[Referring expression pointing data]

* * * * *

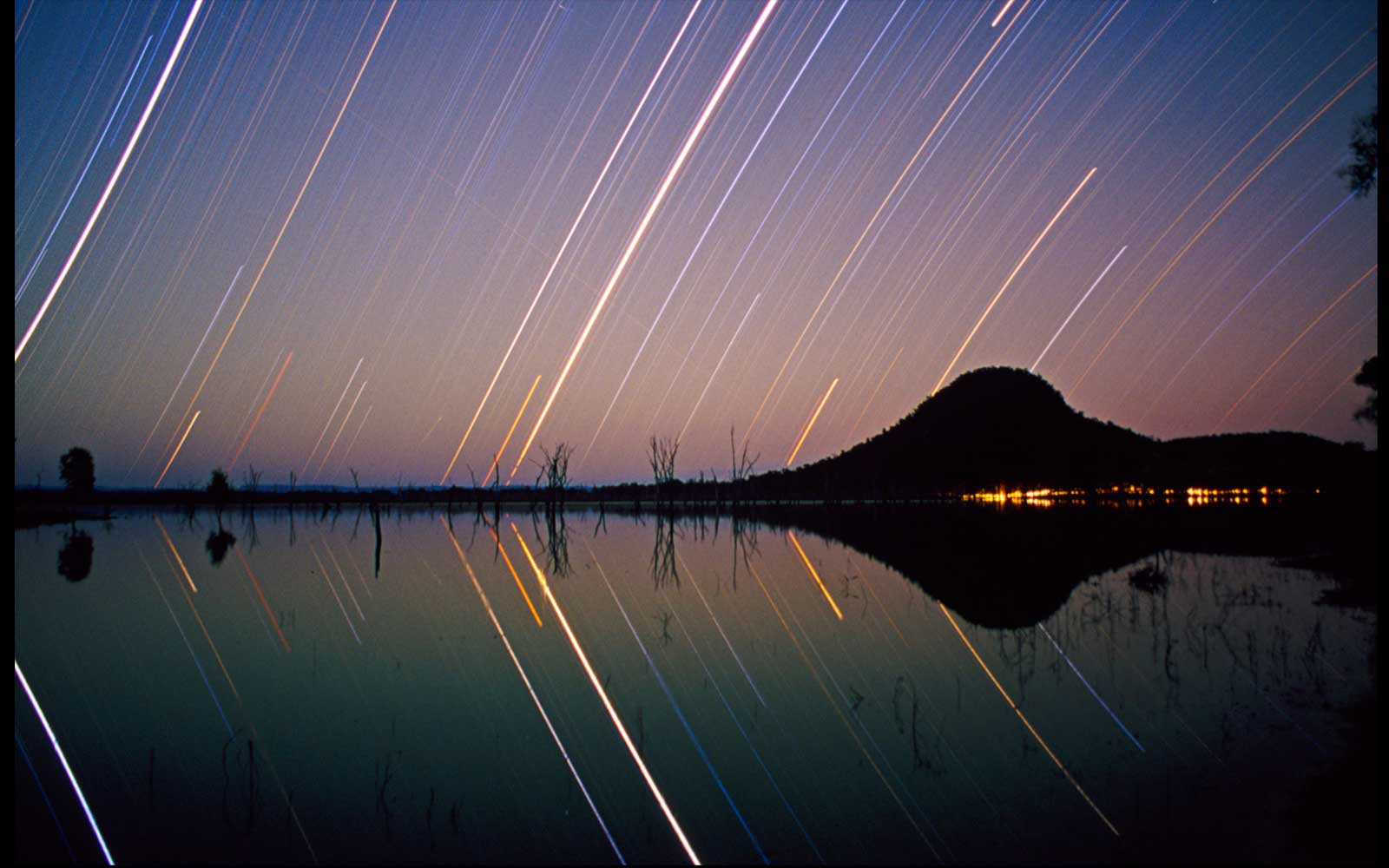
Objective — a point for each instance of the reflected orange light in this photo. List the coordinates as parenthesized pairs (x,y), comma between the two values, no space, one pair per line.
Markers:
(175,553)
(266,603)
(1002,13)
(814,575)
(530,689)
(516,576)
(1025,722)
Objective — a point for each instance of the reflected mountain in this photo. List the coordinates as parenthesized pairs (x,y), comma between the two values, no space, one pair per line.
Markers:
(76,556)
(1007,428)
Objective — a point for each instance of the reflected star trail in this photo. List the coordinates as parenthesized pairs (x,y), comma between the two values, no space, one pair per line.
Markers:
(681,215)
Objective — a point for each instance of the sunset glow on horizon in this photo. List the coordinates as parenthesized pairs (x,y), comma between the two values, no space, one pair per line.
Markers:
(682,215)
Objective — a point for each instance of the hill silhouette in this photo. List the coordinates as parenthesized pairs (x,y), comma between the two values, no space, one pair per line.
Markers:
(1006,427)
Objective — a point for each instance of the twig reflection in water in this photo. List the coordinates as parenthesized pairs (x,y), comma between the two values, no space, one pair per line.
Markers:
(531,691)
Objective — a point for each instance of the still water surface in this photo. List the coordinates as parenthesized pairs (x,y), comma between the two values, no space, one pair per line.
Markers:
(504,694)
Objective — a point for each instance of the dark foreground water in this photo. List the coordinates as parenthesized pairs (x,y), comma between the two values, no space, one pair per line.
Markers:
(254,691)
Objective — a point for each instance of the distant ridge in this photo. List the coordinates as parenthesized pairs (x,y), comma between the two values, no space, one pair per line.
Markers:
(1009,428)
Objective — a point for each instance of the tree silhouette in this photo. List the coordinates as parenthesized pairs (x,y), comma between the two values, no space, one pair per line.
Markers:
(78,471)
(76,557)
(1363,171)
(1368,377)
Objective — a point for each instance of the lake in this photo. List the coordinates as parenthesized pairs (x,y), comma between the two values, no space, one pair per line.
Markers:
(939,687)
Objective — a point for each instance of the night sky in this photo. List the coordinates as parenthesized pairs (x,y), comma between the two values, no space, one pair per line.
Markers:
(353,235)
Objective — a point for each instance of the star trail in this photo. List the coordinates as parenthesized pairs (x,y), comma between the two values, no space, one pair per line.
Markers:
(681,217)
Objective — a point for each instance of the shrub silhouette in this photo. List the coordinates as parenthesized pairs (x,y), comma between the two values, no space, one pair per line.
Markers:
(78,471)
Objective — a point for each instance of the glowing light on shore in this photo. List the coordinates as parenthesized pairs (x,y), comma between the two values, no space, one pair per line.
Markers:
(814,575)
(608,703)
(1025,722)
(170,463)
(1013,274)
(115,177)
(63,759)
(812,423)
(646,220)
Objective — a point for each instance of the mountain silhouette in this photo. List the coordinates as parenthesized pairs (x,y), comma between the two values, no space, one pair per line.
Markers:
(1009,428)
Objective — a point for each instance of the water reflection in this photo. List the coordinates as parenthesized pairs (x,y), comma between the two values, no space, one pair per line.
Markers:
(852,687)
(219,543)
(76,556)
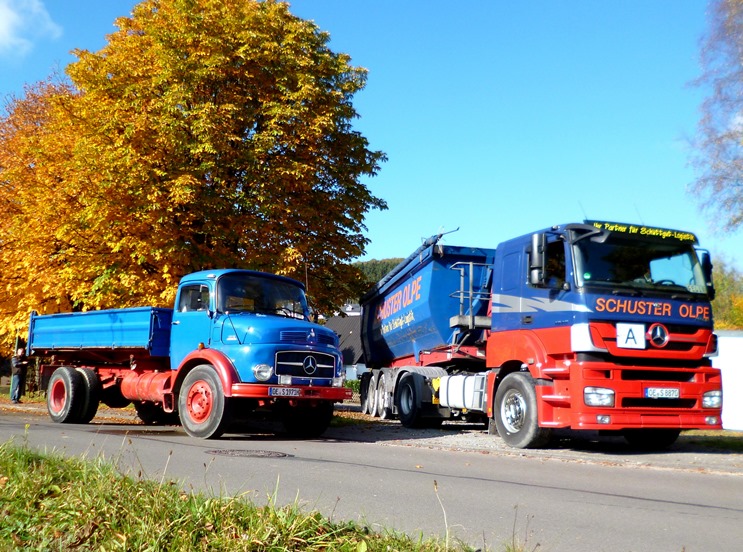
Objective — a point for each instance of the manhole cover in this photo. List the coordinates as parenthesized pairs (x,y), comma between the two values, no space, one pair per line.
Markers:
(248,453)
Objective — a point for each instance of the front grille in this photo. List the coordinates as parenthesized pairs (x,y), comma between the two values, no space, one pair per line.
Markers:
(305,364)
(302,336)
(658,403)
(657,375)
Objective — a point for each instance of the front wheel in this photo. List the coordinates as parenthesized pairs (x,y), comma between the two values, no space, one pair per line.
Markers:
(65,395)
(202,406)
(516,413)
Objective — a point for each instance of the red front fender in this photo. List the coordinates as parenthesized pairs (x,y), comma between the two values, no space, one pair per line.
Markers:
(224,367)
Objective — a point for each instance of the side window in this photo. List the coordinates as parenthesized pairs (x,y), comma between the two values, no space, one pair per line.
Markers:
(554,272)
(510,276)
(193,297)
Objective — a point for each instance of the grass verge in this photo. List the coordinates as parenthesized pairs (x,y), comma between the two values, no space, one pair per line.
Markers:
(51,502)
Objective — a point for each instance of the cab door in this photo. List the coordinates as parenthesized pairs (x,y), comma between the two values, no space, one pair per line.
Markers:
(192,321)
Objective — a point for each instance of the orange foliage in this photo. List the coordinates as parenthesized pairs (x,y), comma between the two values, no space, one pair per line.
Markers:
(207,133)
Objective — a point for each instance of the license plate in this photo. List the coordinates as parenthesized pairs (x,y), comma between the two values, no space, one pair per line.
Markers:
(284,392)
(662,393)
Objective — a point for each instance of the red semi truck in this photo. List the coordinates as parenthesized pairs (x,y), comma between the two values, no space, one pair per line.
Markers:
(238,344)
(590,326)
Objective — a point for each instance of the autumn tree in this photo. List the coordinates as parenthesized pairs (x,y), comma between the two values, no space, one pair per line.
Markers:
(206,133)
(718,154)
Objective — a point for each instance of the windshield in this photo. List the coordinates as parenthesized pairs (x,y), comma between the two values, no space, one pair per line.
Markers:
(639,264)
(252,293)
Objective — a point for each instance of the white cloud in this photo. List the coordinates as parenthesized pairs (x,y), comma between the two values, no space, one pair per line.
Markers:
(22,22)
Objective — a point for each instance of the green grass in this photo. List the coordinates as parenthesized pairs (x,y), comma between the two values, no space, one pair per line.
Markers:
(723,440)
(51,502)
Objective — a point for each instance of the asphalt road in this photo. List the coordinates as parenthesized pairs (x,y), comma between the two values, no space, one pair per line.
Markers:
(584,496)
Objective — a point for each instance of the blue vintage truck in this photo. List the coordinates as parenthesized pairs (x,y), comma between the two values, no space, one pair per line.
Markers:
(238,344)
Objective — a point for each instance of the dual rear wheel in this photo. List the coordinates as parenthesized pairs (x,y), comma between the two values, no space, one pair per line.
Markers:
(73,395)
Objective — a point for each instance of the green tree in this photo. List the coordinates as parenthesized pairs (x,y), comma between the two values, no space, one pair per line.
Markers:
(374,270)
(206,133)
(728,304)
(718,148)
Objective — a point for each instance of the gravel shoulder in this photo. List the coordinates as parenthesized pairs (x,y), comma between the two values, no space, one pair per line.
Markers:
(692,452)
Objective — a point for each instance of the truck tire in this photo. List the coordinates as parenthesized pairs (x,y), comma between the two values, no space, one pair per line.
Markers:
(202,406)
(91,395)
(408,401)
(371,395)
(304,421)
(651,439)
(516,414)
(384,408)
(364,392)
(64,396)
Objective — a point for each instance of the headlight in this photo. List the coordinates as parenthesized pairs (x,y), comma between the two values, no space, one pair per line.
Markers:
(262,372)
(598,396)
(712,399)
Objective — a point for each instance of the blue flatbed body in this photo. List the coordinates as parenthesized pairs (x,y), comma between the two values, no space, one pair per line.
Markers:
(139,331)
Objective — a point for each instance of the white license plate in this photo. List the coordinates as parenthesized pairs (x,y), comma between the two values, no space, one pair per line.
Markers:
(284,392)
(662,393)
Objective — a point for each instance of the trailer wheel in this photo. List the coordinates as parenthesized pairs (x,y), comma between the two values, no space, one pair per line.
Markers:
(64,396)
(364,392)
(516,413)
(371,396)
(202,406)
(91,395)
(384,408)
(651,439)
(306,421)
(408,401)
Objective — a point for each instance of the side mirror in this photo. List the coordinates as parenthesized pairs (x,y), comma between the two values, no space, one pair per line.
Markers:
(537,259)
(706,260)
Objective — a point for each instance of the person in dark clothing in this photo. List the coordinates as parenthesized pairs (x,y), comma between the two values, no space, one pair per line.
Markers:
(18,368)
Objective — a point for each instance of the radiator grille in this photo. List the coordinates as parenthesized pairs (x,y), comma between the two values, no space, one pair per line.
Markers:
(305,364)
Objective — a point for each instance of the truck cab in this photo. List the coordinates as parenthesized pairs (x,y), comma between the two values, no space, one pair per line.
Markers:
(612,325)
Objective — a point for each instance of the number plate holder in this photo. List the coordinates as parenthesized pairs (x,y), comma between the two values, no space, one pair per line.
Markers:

* * * * *

- [Description of the task]: The lines above that include "orange" should each be listed.

- [Exercise output]:
Objective — a point for each instance of the reflected orange light in this photo. List the coordinates as parenthesized pairs (x,y), comma between the two values, no space, one pair per line.
Objective — a point for each instance of the orange foliage in this photo. List the coordinates as parenthesized pairs (x,y), comma between the two values, no space, one pair per line.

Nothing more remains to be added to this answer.